PAGE EXTRACT:

────────────────────────────────────────

In some cases, this misinformation about the virus — or conspiracy theories — may be driving some of the protests against restrictions related to the coronavirus.
Joan Donovan is the director of the technology and social change research project at Harvard Kennedy School's Shorenstein Center. Her work focuses on online extremism, media manipulation, and disinformation campaigns. Donovan told Radio Boston about the type of misinformation spreading online and the impacts.
On why she's concerned about the flow of information right now:
"The World Health Organization has declared that there's two crises going on. We have the pandemic, where the hospitals are being hit hardest on the front lines... But, the "infodemic" is what the W.H.O. describes as the overabundance of information — some accurate and some not. That [abundance] makes it hard for people to find trustworthy sources and reliable guidance when they need it."
On what an overabundance of misformation may mean in your daily life:
"What happens if you search on Google for what are the symptoms of coronavirus? Do you get reputable information when you need it or not? You might not get reputable information if you search for: How do I get tested for coronavirus? There's a lot of scams out there that are trying to sell at-home testing, which doesn't exist."

────────────────────────────────────────

DATA:
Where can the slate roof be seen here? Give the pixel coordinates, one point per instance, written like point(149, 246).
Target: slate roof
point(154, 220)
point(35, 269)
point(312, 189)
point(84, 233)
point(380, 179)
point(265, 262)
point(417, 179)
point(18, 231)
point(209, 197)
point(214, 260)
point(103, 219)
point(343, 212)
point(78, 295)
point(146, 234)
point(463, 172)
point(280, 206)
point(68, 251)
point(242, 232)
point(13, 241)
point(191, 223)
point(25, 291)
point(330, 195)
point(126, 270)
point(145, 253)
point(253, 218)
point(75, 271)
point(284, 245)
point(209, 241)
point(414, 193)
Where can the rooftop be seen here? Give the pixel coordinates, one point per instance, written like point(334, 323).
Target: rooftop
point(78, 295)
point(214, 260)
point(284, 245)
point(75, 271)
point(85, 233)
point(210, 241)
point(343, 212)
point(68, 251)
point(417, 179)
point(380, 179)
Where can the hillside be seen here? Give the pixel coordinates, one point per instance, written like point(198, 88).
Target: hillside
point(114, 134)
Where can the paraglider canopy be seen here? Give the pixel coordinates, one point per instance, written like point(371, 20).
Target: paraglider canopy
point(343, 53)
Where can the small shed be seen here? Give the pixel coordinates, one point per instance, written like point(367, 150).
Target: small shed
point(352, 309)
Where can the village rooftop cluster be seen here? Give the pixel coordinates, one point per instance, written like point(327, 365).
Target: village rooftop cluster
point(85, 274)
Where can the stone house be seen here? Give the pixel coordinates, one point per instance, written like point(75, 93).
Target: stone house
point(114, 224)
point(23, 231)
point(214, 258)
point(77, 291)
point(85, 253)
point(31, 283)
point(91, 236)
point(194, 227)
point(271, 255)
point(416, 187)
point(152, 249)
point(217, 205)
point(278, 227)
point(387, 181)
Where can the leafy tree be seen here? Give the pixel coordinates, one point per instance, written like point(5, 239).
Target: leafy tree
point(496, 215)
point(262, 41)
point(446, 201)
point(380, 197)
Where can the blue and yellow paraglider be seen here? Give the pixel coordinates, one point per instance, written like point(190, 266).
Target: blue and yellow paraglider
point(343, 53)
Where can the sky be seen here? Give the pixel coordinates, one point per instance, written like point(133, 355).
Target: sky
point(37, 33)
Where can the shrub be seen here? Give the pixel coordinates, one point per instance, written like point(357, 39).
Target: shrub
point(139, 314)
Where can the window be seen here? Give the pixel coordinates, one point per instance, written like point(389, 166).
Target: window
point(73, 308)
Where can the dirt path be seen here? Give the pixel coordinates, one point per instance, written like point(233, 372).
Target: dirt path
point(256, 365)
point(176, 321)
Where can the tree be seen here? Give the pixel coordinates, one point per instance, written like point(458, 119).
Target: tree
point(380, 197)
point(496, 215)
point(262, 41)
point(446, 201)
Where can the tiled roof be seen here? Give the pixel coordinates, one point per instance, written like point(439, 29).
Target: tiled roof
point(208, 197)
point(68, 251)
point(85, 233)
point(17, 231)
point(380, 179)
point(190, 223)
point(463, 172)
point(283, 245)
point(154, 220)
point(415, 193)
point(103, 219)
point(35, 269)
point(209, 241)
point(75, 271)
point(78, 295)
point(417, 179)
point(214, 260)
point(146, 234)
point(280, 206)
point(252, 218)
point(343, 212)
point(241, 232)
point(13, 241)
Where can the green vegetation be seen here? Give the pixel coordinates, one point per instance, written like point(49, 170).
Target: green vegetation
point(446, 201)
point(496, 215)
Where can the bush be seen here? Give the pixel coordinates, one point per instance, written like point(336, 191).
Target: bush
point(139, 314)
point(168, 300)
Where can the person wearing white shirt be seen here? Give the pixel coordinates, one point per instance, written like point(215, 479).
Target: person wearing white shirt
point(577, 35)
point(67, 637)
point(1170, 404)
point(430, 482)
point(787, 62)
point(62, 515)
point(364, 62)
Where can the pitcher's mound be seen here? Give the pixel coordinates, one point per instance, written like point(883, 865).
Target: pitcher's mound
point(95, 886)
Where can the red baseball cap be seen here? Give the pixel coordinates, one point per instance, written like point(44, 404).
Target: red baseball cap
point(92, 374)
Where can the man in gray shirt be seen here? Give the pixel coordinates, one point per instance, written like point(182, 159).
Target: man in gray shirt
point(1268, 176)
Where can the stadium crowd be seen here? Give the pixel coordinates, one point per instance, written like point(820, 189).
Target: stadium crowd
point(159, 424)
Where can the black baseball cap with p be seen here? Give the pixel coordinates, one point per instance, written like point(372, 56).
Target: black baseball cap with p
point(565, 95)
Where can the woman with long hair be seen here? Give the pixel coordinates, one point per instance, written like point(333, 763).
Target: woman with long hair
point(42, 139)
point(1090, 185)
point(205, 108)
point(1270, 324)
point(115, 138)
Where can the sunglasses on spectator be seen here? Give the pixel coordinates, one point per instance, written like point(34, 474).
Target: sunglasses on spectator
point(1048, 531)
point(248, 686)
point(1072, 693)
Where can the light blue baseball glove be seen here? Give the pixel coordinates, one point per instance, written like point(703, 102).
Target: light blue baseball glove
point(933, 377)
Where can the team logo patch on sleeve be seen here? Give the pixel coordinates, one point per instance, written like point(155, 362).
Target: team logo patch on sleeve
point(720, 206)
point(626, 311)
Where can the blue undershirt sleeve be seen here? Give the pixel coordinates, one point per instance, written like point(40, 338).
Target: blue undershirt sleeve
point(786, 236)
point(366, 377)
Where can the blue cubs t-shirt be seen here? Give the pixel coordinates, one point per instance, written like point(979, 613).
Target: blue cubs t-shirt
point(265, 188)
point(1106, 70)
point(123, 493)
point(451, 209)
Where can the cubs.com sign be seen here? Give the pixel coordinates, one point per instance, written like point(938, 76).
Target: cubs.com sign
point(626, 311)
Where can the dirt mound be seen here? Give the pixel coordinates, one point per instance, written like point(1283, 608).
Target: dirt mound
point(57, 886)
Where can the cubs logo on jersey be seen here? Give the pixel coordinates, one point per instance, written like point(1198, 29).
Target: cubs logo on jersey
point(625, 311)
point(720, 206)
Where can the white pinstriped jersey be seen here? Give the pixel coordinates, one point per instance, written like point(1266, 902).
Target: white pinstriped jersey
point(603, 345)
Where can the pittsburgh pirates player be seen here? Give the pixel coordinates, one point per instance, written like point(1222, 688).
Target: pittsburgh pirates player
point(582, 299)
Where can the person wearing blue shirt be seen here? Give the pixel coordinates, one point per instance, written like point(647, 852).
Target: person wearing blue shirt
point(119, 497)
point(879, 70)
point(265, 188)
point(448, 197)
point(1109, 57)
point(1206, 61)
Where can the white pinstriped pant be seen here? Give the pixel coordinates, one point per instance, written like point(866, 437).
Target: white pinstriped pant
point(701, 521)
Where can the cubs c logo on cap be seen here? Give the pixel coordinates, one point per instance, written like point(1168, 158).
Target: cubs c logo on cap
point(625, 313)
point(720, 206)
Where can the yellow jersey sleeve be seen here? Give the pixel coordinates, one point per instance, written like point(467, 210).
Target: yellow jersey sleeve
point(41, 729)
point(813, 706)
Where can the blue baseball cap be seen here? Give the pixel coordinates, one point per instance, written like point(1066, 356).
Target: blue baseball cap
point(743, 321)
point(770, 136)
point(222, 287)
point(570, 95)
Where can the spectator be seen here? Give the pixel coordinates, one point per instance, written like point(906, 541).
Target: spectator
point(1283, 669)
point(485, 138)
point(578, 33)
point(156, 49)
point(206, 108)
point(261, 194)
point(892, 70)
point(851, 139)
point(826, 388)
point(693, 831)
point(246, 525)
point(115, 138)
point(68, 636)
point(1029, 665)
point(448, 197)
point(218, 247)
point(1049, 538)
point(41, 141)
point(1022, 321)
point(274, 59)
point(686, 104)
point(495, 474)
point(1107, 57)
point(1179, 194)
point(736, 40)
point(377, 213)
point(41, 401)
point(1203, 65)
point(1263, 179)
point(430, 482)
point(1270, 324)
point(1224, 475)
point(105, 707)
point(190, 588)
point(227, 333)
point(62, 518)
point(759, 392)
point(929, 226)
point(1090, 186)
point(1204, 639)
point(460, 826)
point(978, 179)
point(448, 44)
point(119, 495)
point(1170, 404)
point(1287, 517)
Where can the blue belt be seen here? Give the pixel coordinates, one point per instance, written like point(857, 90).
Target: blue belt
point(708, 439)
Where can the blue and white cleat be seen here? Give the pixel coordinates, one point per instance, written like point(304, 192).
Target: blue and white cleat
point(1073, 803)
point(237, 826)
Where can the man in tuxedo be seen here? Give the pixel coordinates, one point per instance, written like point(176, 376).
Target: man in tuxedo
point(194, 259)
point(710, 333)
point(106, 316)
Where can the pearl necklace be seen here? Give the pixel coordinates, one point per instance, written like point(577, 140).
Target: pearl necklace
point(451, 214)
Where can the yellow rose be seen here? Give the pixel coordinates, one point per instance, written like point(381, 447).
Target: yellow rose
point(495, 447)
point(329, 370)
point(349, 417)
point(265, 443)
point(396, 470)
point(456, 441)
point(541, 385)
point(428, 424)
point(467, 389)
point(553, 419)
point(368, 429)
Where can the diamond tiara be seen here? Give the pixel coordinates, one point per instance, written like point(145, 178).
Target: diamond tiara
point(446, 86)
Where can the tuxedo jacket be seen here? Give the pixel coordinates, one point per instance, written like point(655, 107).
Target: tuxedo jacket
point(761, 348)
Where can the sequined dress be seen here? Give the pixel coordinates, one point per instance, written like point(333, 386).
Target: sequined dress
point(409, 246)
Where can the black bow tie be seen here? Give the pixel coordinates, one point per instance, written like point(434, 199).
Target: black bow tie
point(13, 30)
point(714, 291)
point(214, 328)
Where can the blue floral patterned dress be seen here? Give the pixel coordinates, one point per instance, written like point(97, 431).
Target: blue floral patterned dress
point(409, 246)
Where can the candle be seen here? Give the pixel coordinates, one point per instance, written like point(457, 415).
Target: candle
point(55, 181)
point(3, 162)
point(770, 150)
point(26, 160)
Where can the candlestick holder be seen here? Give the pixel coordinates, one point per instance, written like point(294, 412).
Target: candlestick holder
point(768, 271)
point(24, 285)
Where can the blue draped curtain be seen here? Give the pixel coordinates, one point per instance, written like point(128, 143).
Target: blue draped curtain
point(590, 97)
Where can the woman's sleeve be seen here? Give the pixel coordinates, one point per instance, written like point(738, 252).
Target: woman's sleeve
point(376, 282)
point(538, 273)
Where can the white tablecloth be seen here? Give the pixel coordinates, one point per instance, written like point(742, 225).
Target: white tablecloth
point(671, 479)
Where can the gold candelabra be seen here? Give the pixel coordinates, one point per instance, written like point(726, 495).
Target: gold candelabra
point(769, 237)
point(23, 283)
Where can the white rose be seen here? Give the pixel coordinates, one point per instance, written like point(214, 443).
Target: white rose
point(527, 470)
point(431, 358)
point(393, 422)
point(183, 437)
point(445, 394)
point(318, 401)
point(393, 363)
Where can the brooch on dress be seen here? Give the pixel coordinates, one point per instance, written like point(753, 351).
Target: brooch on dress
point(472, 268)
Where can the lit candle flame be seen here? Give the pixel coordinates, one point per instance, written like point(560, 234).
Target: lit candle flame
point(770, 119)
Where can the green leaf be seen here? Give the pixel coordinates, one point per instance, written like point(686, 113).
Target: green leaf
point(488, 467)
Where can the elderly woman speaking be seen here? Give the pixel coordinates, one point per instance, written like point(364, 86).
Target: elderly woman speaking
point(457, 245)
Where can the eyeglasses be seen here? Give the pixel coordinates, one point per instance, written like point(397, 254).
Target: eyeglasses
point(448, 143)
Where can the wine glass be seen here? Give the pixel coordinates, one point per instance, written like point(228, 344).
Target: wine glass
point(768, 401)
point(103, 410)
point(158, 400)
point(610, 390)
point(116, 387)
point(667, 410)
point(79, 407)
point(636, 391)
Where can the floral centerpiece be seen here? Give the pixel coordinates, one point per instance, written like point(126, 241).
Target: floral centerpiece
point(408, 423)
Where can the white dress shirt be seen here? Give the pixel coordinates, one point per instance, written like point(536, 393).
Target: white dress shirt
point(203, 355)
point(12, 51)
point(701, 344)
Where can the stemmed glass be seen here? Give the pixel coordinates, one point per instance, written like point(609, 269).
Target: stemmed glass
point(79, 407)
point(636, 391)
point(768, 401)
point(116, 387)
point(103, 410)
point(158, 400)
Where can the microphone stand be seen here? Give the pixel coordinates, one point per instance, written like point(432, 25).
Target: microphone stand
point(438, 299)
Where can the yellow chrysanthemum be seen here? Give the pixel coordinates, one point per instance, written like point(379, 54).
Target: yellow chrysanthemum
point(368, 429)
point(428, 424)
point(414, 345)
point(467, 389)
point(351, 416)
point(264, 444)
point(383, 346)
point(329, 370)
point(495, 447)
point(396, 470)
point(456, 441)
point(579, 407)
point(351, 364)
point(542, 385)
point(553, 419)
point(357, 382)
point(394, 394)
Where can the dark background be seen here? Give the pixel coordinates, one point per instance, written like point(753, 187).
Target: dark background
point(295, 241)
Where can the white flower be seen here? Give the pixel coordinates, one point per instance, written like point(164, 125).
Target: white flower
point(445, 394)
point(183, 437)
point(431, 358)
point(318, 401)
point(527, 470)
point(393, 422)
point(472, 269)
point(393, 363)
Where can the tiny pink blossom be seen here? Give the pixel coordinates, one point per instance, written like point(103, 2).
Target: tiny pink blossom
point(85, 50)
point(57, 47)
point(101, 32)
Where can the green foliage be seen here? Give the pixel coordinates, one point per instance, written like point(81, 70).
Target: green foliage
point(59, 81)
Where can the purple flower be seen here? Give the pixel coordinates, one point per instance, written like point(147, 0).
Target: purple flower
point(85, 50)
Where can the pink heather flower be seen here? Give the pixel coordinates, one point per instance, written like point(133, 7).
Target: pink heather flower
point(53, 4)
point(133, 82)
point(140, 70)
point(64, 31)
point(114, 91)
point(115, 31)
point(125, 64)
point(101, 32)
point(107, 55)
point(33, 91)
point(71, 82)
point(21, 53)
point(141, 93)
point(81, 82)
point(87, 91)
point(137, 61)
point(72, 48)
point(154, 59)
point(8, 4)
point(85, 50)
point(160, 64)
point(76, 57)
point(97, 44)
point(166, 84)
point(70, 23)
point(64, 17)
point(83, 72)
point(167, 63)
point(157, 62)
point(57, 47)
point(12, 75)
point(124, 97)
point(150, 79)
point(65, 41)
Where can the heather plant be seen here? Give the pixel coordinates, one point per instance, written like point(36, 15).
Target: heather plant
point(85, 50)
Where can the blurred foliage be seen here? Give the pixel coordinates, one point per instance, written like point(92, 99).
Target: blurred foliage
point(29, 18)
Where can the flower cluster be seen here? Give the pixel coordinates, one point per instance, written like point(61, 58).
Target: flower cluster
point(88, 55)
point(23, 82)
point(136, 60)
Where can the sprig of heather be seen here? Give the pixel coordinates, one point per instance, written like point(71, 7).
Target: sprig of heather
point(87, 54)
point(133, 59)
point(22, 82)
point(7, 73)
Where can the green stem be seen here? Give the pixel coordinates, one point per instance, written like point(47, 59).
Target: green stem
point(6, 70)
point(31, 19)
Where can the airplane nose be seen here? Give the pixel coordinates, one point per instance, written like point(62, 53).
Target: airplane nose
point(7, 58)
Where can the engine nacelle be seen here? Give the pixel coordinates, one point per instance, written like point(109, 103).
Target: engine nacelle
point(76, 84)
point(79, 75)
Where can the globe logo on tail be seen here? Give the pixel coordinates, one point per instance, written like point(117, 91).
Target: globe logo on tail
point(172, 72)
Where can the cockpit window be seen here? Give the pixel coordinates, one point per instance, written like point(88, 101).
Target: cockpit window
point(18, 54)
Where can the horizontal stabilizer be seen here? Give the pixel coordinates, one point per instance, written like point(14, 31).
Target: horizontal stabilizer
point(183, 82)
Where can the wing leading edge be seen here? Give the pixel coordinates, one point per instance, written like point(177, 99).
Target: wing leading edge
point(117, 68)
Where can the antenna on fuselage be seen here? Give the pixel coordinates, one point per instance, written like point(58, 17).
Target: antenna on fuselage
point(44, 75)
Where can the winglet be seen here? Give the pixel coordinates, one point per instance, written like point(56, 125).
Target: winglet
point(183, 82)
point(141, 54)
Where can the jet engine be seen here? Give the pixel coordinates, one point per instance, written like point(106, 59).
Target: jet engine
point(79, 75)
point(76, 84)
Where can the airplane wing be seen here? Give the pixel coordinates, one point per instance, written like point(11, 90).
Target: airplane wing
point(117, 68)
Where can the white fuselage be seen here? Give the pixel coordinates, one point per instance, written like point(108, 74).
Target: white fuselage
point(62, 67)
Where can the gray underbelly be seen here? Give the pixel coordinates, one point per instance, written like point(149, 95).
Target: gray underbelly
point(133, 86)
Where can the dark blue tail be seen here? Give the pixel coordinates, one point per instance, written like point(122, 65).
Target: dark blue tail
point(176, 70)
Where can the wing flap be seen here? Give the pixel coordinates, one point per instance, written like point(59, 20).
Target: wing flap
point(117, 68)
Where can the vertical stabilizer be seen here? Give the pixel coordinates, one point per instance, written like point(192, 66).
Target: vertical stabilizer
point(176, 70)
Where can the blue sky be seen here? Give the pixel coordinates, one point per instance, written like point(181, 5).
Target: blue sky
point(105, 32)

────────────────────────────────────────

TASKS TO PERFORM:
[1] Answer these from the excerpt on coronavirus misinformation:
(a) Where is Joan Donovan the director of a research project?
(b) Which two crises has the World Health Organization declared?
(c) What are the scams mentioned at the end trying to sell?
[2] Write the next part of the excerpt on coronavirus misinformation, starting after its last sentence.

TASK ANSWERS:
[1]
(a) She directs the technology and social change research project at Harvard Kennedy School's Shorenstein Center.
(b) The pandemic and the "infodemic."
(c) At-home testing for coronavirus, which the text says doesn't exist.

[2]
On the impacts of people already skeptical of or not trusting of the quality the information from the government or from particular media sources:
"We are already enmeshed in a highly polarized political environment. For people to trust the science, they have to trust the scientists. So, undergirding these "reopen protests," we've seen people.. not social distancing. They're not wearing masks. And they're chanting 'Fire [Dr. Anthony Fauci, the President's medical adviser].'
"The basis of these [types of] protests is medical misinformation. They do believe that somehow the experts are part of this grand scheme to crash the economy. The kind of conspiracy theories that we're seeing around this has a lot to do with political polarization and then not trusting medical report recommendations."
On how she thinks about U.S. conspiracy theories in a global context:
"We can look to other countries and realize this isn't just about the U.S. Many other countries that have high rates of infection are doing the exact same protocols. So I do find it hard to believe that somehow that this is a conspiracy about America in particular when I see other countries also participating in social distancing."
On whether there are legitimate reasons and ways for people to protest:
"I hear people about their concerns about civil liberties and there are responsible ways to protest right now. I have seen people, protest in their cars and drive their cars around a statehouse and put up signs on their cars. I think there are ways people can express their anger but do so in a way that's responsible for their health."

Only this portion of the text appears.